§ **Selected text**:
==========

The correct position is to oppose mandates from the federal government that states and localities must provide government services to anyone. The goal is to reduce government involvement in our lives, not increase it. We don't trust the government to run healthcare, but we're going to equip hundreds of thousands of federal agents with more weapons and the power to point them in our faces and determine if the whims of our wise overlords are such that we are allowed us to grace their presence with our residency?

----------


## Canderson

Well we seem to be putting together a nice slate of Liberty Candidates:

Rick Williams for California Senator
Christopher David for the 33rd Congressional District
Jenny Worman for the 28th Congressional District
John Dennis for the 8th Congressional District
Gary Clift for the 10th Congressional District

am I missing any? too bad Peter Thiel isn't running, hopefully he'll be funding the above candidates though

----------


## singe22

Again i ask where does Mr Williams write anything saying he would support a Army of Feds going door to door?  Troops on our borders, hmmm Ron Paul supports that.  Somone with illegal status getting caught breaking the law? What dont deport them because government hasnt been doing their job?

----------


## Feeding the Abscess

> Again i ask where does Mr Williams write anything saying he would support a Army of Feds going door to door?  Troops on our borders, hmmm Ron Paul supports that.  Somone with illegal status getting caught breaking the law? What dont deport them because government hasnt been doing their job?


1. How else are you to round up and deport illegal immigrants without an army of Feds and corresponding police state measures? You can't sprinkle pixie dust and make them disappear.

2. Ron Paul has rejected the idea of troops on the border several times during this campaign. He supports improving the immigration service to allow immigrants easier access to come here and work.

----------


## singe22

And again nowhere does he state he would support or attempt to start a active force going around rounding up people.  He will support upholding the law of the land.  Meening if someone illegal does something wrong or basically comes up on the radar , ICE will be informed instead turning a blind eye.

==========

§ **Given information**:
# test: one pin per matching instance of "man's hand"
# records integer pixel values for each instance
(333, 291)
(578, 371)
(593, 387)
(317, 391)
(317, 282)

==========

§ **Problem description**: In the forum thread above, who is listed as the Liberty candidate for the 28th Congressional District?

§ **Written response**: Jenny Worman